EXERCISE INPUTS =>
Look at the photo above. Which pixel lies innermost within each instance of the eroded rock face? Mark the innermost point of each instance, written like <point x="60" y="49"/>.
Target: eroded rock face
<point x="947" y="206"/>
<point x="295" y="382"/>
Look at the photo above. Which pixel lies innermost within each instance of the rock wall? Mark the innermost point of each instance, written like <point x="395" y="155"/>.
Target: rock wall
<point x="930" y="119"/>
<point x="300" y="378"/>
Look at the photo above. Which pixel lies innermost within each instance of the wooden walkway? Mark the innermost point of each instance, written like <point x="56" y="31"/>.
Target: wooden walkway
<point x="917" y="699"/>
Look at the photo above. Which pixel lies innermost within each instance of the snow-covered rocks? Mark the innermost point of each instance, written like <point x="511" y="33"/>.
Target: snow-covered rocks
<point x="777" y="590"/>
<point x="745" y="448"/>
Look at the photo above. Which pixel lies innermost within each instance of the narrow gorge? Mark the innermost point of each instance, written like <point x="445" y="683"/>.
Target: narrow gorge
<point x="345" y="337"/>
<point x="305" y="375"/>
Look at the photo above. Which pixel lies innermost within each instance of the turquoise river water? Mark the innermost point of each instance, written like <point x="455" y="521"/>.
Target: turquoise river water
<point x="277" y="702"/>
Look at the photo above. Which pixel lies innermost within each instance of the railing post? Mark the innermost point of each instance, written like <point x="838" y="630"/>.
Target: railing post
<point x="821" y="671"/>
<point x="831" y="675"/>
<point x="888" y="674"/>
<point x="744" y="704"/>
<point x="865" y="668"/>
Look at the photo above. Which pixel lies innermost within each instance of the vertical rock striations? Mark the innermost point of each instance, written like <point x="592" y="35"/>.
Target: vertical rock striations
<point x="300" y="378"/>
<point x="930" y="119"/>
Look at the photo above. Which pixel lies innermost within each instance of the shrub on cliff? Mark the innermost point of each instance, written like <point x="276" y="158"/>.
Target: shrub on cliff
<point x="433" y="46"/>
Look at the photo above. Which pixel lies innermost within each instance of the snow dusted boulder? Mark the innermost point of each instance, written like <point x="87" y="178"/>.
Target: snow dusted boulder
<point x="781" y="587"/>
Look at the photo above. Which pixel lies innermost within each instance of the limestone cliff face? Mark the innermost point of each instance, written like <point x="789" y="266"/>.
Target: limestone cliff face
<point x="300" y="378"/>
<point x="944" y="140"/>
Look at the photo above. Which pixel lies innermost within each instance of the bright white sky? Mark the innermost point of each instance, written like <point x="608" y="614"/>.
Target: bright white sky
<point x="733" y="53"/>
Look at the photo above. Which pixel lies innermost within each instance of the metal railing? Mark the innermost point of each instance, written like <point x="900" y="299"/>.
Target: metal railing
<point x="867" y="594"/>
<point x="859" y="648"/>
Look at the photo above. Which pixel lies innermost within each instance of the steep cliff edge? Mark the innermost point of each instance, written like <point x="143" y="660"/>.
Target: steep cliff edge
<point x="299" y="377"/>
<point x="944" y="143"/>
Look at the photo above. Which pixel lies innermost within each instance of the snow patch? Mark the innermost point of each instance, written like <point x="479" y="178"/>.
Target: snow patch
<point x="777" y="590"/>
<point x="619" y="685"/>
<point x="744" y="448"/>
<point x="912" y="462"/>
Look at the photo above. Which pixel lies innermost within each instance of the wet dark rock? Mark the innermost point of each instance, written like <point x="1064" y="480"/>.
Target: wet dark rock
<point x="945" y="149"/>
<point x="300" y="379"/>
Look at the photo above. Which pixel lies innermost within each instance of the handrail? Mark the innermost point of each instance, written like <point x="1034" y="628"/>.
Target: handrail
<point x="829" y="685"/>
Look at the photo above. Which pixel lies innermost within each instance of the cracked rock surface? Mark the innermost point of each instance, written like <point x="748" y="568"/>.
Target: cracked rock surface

DIRECTIVE => Return the lines beginning at the one that contains "of the handrail?" and continuing through the last line of the data, exactly as they stand and without any others.

OUTPUT FOR THIS TASK =>
Look at the photo above. Which pixel lies innermost within each instance of the handrail? Mark the innermost point of each instance, written like <point x="1034" y="628"/>.
Target: handrail
<point x="829" y="685"/>
Look at the photo above. Which pixel lies innermost within each instance of the cracked rock surface? Mark the innermost point of each instance, written like <point x="748" y="568"/>.
Target: cracked rock surface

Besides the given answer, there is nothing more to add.